» **TO BE DONE**
**A.** In the geo-search text, what format does the data for the rectangle search have to be sent in?
**B.** Please pick up the geo-search text after its last line and continue writing it.

Start TEXT EXCERPT

Note that in this case, we are doing a search for items inside the rectangle. But the search options are a bit funky. You have to send the data in WKT format.  Luckily, Simon already create a better solution (in this case, he is using the long hand method to make sure that we all understand what he is doing). The better method would be to use his Geo library, in which case the code would look like:

   1: .Geo("location", x => x.RelatesToShape(new Rectangle(west, south, east, north), SpatialRelation.Within))

So that was the map, now let us look at another example, the Eat In example. In that case, we are looking for restaurants near our location to be figure out where to eat. This looks like this:

image

Right in the bull’s eye!

Here is the server side code:

   1: public IEnumerable<object> Get(double latitude, double longitude)
   2: {
   3:     using (var session = MvcApplication.DocumentStore.OpenSession())
   4:     {
   5:         return session.Query<Restaurant, LocationIndex>()
   6:             .Customize(x =>
   7:                            {
   8:                                x.WithinRadiusOf(25, latitude, longitude);
   9:                                x.SortByDistance();
  10:                            })
  11:             .Take(250)
  12:             .Select(x => new
  13:                             {
  14:                                 x.Name,
  15:                                 x.Street,
  16:                                 x.City,
  17:                                 x.PostCode,
  18:                                 x.Phone,
  19:                                 x.Delivery,
  20:                                 x.DriveThru,
  21:                                 x.Latitude,
  22:                                 x.Longitude
  23:                             })
  24:             .ToList();
  25:     }
  26: }

And on the client side, we just do the following:

   1: $('#location').change(function () {
   2:     var latlng = $('#location').locationSelector('val');
   3:  
   4:     var outerCircle = L.circle(latlng, 25000, { color: '#ff0000', fillOpacity: 0 });
   5:     map.fitBounds(outerCircle.getBounds());
   6:  
   7:     resultsLayer.clearLayers();
   8:     resultsLayer.addLayer(outerCircle);
   9:     resultsLayer.addLayer(L.circle(latlng, 15000, { color: '#ff0000', fillOpacity: 0.1 }));
  10:     resultsLayer.addLayer(L.circle(latlng, 10000, { color: '#ff0000', fillOpacity: 0.3 }));
  11:     resultsLayer.addLayer(L.circle(latlng, 5000, { color: '#ff0000', fillOpacity: 0.5 }));
  12:     resultsLayer.addLayer(L.circleMarker(latlng, { color: '#ff0000', fillOpacity: 1, opacity: 1 }));
  13:  
  14:  
  15:     $.get('/api/restaurants', {
  16:         latitude: latlng[0],
  17:         longitude: latlng[1]
  18:     }).done(function (restaurants) {
  19:         $.each(restaurants, function (index, value) {
  20:             var marker = L.marker([value.Latitude, value.Longitude])

End TEXT EXCERPT
Start RECORDS SUPPLIED

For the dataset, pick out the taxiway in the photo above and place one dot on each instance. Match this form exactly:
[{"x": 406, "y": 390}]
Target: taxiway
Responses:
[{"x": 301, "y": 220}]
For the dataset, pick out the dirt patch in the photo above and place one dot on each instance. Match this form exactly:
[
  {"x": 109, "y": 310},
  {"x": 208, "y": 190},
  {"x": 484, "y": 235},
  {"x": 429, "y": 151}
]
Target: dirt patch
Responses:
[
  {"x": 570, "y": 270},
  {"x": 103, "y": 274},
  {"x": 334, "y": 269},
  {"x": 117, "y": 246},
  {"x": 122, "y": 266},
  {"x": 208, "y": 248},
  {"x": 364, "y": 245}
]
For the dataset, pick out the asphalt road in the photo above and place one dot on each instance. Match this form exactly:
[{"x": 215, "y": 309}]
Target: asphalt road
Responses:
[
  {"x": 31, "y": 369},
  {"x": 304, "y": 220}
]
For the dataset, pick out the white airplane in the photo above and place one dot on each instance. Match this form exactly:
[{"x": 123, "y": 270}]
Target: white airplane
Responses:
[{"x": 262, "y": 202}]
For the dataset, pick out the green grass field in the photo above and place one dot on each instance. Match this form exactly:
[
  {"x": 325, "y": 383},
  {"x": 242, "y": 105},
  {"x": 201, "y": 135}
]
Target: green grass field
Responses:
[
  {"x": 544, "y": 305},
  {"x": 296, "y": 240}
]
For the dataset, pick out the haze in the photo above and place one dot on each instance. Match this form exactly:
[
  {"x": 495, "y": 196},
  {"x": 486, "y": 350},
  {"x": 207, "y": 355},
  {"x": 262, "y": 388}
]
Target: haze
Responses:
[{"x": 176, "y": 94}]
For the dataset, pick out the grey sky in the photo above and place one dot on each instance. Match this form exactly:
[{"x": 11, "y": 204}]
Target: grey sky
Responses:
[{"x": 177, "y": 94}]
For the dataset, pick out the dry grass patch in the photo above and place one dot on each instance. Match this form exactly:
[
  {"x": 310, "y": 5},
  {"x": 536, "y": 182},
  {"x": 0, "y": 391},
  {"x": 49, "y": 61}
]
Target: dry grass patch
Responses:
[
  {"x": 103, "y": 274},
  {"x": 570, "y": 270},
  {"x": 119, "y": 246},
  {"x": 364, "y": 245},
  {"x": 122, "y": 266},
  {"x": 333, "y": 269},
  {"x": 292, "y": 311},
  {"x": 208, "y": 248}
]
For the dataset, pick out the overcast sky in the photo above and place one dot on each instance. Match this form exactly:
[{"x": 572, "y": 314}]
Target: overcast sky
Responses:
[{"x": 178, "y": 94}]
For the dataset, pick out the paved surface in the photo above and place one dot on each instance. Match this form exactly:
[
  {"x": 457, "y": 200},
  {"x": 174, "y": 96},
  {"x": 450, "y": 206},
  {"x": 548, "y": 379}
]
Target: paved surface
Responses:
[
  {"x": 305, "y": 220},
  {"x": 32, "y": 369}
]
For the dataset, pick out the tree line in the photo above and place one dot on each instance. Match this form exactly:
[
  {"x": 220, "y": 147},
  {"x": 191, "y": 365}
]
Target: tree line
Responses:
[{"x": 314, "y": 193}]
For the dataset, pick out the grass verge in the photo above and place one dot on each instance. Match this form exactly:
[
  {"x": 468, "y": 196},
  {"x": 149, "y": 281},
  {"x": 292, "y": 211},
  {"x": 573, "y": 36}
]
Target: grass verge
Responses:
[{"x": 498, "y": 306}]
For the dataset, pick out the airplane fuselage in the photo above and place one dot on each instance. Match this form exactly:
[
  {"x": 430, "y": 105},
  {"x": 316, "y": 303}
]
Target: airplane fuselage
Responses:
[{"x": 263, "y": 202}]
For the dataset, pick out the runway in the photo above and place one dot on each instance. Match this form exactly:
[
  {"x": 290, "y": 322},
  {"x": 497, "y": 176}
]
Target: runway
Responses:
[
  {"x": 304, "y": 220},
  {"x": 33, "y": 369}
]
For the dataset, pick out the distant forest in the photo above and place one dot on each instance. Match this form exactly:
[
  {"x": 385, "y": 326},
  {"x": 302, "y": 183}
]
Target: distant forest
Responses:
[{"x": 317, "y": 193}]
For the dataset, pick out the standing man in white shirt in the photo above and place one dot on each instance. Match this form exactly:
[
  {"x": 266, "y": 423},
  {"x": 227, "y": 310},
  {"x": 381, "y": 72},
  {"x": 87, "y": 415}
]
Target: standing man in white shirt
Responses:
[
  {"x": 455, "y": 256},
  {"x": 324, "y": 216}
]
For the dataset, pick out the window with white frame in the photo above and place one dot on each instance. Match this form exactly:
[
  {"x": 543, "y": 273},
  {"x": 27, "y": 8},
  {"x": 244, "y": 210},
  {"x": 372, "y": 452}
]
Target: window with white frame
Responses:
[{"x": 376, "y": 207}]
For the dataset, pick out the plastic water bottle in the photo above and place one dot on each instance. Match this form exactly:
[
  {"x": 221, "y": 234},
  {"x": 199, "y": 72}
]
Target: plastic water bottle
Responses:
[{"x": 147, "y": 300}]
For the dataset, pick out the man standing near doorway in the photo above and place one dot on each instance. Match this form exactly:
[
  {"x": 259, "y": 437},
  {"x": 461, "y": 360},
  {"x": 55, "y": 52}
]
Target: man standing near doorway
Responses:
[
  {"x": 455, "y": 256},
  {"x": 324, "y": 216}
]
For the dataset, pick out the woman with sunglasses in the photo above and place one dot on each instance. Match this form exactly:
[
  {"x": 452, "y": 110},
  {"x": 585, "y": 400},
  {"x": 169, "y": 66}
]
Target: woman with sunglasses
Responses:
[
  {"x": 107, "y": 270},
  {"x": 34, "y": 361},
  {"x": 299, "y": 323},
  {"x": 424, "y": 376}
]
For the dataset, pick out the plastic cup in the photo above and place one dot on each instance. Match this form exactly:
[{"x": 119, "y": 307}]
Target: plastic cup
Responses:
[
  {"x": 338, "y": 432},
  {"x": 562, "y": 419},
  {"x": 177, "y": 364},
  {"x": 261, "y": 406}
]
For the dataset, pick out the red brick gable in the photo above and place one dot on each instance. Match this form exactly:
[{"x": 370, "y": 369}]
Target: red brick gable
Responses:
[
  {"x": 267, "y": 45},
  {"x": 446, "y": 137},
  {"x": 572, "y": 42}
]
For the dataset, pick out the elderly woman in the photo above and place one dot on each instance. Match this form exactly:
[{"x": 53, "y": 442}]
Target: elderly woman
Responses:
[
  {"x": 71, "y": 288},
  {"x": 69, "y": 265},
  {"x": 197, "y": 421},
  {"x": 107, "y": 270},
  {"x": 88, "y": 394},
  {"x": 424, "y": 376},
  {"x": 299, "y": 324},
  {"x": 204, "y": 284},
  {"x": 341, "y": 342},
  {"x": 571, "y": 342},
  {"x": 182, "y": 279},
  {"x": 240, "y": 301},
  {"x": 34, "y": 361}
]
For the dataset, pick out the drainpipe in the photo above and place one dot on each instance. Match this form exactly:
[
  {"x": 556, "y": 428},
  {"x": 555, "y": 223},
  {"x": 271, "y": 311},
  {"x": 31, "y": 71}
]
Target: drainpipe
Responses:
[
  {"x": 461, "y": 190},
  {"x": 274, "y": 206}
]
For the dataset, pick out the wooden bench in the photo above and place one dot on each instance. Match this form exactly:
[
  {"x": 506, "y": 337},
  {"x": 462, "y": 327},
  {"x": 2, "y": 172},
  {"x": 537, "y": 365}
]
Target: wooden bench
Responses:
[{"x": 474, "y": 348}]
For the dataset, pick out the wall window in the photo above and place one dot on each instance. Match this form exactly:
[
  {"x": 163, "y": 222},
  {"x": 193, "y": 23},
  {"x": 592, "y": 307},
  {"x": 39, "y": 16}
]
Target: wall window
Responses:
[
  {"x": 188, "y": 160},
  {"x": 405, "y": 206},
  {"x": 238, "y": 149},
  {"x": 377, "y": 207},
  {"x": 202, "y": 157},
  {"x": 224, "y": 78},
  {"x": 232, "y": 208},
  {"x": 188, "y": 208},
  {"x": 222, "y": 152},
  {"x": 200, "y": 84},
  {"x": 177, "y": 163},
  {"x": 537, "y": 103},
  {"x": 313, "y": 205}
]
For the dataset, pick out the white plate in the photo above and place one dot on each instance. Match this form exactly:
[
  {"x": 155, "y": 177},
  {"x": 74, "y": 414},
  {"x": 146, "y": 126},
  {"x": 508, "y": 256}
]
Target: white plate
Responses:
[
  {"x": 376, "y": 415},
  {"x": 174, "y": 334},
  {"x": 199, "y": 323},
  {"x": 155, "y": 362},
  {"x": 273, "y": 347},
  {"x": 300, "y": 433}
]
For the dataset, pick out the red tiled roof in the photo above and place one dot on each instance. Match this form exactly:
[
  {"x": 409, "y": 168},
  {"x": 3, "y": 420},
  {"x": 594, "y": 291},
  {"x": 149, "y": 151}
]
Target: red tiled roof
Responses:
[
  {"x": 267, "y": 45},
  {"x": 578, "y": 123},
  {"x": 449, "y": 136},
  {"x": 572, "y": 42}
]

End RECORDS SUPPLIED

» **ANSWER LIST**
**A.** WKT format.

**B.**
  21:                 .bindPopup(
  22:                     '<p><strong>' + value.Name + '</strong><br />' +
  23:                     value.Street + '<br />' +
  24:                     value.City + '<br />' +
  25:                     value.PostCode + '<br />' +
  26:                     value.Phone + '</p>'
  27:                 );
  28:             resultsLayer.addLayer(marker);
  29:         });
  30:     });
  31: });

We define several circles of different opacities, and then show up the returned markers.

It is all pretty simple code, but the result it quite stunning. I am getting really excited by this thing. It is simple, beautiful and quite powerful. Wow!

The delivery tab does pretty much the same thing as the eat-in mode, but it does so in a different way. First, you might have noticed the LocationIndex in the previous two examples, this looks like this:

   1: public class LocationIndex : AbstractIndexCreationTask<Restaurant>
   2: {
   3:     public LocationIndex()
   4:     {
   5:         Map = restaurants => from restaurant in restaurants
   6:                              select new
   7:                                         {
   8:                                             restaurant.Name,
   9:                                             _ = SpatialGenerate(restaurant.Latitude, restaurant.Longitude),
  10:                                             __ = SpatialGenerate("location", restaurant.LocationWkt)
  11:                                         };
  12:     }
  13: }

Before we look at this, we need to look at a sample document:

image

I am note quite sure why we have in LocationIndex both SpatialGenerate() and SpatialGenerate(“location”). I think that this is just a part of the demo. Because the data is the same, and both lines should produce the same results.

However, for deliveries, the situation is quite different. We don’t just deliver to a certain distance, as you can see, we have a polygon that determines where do we actually delivers to. On the map, this looks like this:

image

The red circle is where I am located, the blue markers are the restaurants that delivers to my location and the blue polygon is the delivery area for the selected burger joint. Let us see how this works, okay? We will start from the index:

   1: public class DeliveryIndex : AbstractIndexCreationTask<Restaurant>
   2: {
   3:     public DeliveryIndex()
   4:     {
   5:         Map = restaurants => from restaurant in restaurants
   6:                              where restaurant.DeliveryArea != null
   7:                              select new
   8:                                         {
   9:                                             restaurant.Name,
  10:                                             _ = SpatialGenerate("delivery", restaurant.DeliveryArea, SpatialSearchStrategy.GeohashPrefixTree, 7)
  11:                                         };
  12:     }
  13: }

So we are indexing just restaurants that have a drive through polygon, and then we query it like this:

   1: public IEnumerable<object> Get(double latitude, double longitude, bool delivery)
   2: {
   3:     if (!delivery)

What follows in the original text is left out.